══ TEXTAUSZUG

# Gerichtsurteile gegen Elektriker



## MeisterLampe81 (19 März 2015)

Hallo zusammen,

heute Abend habe ich die Zeit mit Tante G**gle verbracht.
Ich habe mal nach Gerichtsurteilen gesucht, bei denen Elektriker verurteilt wurden z.B. wegen Fahrlässigkeit im Beruf. Ich habe nicht wirklich was brauchbares gefunden. 

Zum Thema E-Check und Mieterrecht im Elektrobereich findet man zwar was, aber ich habe kein einziges Urteil z.B. wegen Verletzung von Prüfpflichten oder fehlerhafter Elektroinstallation gefunden. Es gibt ja einige "Scharfmacher", die behaupten, das man sowieso mit einem Bein im Knast steht. Ich persönlich kenne keinen Elektriker, der wegen beruflicher Fehler schon mal vorm Kardi stand.

════

AUFGABE 1: Zu welchen Themen findet man laut dem Forumsbeitrag über Urteile gegen Elektriker immerhin etwas?
AUFGABE 2: Schreib aus dem Forumsbeitrag über Urteile gegen Elektriker den Teil ab, der mit „Zum Thema E-Check“ beginnt und bis einschließlich „vorm Kardi stand.“ geht.

══ MATERIAL

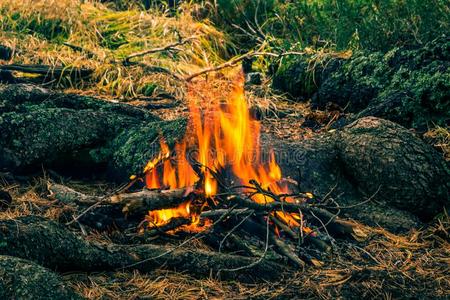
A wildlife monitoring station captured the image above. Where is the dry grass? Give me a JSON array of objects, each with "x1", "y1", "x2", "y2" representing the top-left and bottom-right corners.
[
  {"x1": 65, "y1": 216, "x2": 450, "y2": 299},
  {"x1": 0, "y1": 175, "x2": 450, "y2": 299},
  {"x1": 0, "y1": 0, "x2": 231, "y2": 98}
]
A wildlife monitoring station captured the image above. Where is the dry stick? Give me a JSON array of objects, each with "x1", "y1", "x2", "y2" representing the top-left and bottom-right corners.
[
  {"x1": 65, "y1": 184, "x2": 129, "y2": 226},
  {"x1": 118, "y1": 204, "x2": 237, "y2": 270},
  {"x1": 270, "y1": 216, "x2": 302, "y2": 240},
  {"x1": 184, "y1": 51, "x2": 305, "y2": 82},
  {"x1": 144, "y1": 218, "x2": 192, "y2": 237},
  {"x1": 233, "y1": 196, "x2": 356, "y2": 234},
  {"x1": 111, "y1": 186, "x2": 194, "y2": 215},
  {"x1": 270, "y1": 232, "x2": 305, "y2": 268},
  {"x1": 123, "y1": 36, "x2": 198, "y2": 65}
]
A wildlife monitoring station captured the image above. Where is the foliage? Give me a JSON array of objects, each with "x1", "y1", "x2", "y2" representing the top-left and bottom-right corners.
[
  {"x1": 212, "y1": 0, "x2": 450, "y2": 51},
  {"x1": 0, "y1": 0, "x2": 232, "y2": 98}
]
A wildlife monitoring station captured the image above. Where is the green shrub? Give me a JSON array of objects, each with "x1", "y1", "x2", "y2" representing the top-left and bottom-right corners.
[{"x1": 216, "y1": 0, "x2": 450, "y2": 51}]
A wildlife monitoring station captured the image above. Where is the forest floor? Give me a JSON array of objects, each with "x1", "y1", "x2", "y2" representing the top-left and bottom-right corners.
[
  {"x1": 0, "y1": 99, "x2": 450, "y2": 299},
  {"x1": 0, "y1": 0, "x2": 450, "y2": 299}
]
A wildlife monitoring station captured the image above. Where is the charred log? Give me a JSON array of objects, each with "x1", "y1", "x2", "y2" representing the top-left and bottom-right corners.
[
  {"x1": 0, "y1": 216, "x2": 284, "y2": 281},
  {"x1": 0, "y1": 85, "x2": 450, "y2": 229}
]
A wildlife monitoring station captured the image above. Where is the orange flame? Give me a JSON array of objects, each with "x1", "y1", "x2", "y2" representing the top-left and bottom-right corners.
[{"x1": 144, "y1": 75, "x2": 308, "y2": 232}]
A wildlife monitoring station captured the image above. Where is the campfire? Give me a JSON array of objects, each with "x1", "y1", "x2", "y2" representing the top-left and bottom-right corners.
[{"x1": 115, "y1": 75, "x2": 354, "y2": 266}]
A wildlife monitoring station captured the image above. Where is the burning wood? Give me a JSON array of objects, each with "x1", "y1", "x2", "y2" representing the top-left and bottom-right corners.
[
  {"x1": 74, "y1": 73, "x2": 355, "y2": 268},
  {"x1": 44, "y1": 74, "x2": 362, "y2": 271}
]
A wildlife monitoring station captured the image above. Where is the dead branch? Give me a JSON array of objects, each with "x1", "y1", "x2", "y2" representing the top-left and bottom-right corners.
[
  {"x1": 110, "y1": 187, "x2": 194, "y2": 216},
  {"x1": 47, "y1": 182, "x2": 100, "y2": 205},
  {"x1": 0, "y1": 64, "x2": 93, "y2": 77},
  {"x1": 123, "y1": 36, "x2": 198, "y2": 65},
  {"x1": 0, "y1": 216, "x2": 285, "y2": 282}
]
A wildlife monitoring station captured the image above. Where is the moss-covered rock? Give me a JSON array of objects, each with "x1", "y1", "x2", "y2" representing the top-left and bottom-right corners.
[{"x1": 273, "y1": 37, "x2": 450, "y2": 129}]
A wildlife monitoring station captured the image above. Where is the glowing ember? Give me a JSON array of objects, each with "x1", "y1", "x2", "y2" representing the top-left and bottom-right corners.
[{"x1": 144, "y1": 72, "x2": 308, "y2": 232}]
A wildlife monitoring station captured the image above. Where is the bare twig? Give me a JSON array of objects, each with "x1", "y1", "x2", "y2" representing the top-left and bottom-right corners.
[
  {"x1": 184, "y1": 51, "x2": 305, "y2": 82},
  {"x1": 123, "y1": 36, "x2": 198, "y2": 65}
]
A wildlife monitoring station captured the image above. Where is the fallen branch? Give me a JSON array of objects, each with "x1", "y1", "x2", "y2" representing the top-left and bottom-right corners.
[
  {"x1": 184, "y1": 51, "x2": 305, "y2": 82},
  {"x1": 0, "y1": 64, "x2": 93, "y2": 77},
  {"x1": 110, "y1": 187, "x2": 194, "y2": 216},
  {"x1": 0, "y1": 216, "x2": 286, "y2": 282}
]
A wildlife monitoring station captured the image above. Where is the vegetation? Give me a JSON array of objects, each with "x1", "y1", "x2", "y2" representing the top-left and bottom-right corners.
[
  {"x1": 212, "y1": 0, "x2": 450, "y2": 51},
  {"x1": 0, "y1": 0, "x2": 230, "y2": 97}
]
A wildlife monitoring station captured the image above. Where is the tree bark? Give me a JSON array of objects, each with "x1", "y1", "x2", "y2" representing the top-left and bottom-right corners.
[
  {"x1": 0, "y1": 85, "x2": 450, "y2": 230},
  {"x1": 0, "y1": 255, "x2": 83, "y2": 300},
  {"x1": 0, "y1": 216, "x2": 285, "y2": 282}
]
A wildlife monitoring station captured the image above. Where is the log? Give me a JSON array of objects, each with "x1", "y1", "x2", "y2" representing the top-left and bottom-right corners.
[
  {"x1": 0, "y1": 255, "x2": 83, "y2": 300},
  {"x1": 0, "y1": 216, "x2": 285, "y2": 282},
  {"x1": 0, "y1": 85, "x2": 450, "y2": 230},
  {"x1": 0, "y1": 64, "x2": 93, "y2": 78}
]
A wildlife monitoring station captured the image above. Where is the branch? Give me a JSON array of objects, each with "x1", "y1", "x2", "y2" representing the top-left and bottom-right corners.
[
  {"x1": 184, "y1": 51, "x2": 305, "y2": 82},
  {"x1": 123, "y1": 36, "x2": 197, "y2": 65}
]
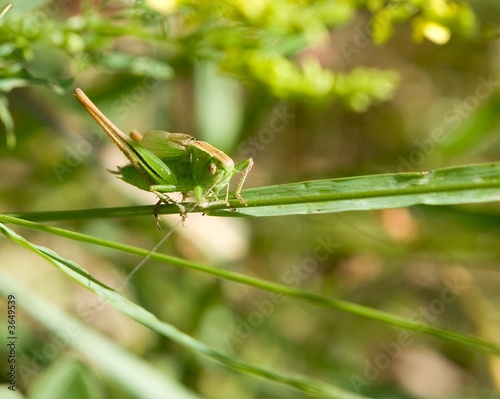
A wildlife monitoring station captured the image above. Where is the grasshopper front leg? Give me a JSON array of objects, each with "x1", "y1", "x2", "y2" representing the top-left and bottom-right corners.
[
  {"x1": 150, "y1": 185, "x2": 187, "y2": 230},
  {"x1": 232, "y1": 158, "x2": 253, "y2": 205}
]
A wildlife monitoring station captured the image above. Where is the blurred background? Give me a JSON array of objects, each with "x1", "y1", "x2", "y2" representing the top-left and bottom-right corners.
[{"x1": 0, "y1": 0, "x2": 500, "y2": 399}]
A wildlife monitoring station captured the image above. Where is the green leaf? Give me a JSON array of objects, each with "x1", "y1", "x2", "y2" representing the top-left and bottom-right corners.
[
  {"x1": 0, "y1": 215, "x2": 500, "y2": 358},
  {"x1": 0, "y1": 224, "x2": 372, "y2": 399}
]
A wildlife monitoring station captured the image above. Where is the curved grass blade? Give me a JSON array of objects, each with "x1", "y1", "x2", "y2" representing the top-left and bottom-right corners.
[
  {"x1": 0, "y1": 224, "x2": 366, "y2": 399},
  {"x1": 0, "y1": 215, "x2": 500, "y2": 354}
]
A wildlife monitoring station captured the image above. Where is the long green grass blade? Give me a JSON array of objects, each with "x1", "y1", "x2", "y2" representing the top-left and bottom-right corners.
[
  {"x1": 12, "y1": 163, "x2": 500, "y2": 225},
  {"x1": 0, "y1": 224, "x2": 365, "y2": 399},
  {"x1": 0, "y1": 215, "x2": 500, "y2": 354}
]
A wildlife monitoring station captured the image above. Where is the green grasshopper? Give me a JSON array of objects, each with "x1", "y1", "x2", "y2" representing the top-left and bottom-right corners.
[{"x1": 74, "y1": 89, "x2": 253, "y2": 226}]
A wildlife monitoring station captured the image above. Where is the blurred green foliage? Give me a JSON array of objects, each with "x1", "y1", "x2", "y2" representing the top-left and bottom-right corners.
[{"x1": 0, "y1": 0, "x2": 482, "y2": 147}]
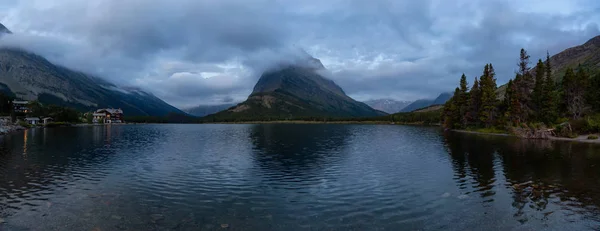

════

ANTWORT 1: Zum E-Check und zum Mieterrecht im Elektrobereich.

ANTWORT 2:
Zum Thema E-Check und Mieterrecht im Elektrobereich findet man zwar was, aber ich habe kein einziges Urteil z.B. wegen Verletzung von Prüfpflichten oder fehlerhafter Elektroinstallation gefunden. Es gibt ja einige "Scharfmacher", die behaupten, das man sowieso mit einem Bein im Knast steht. Ich persönlich kenne keinen Elektriker, der wegen beruflicher Fehler schon mal vorm Kardi stand.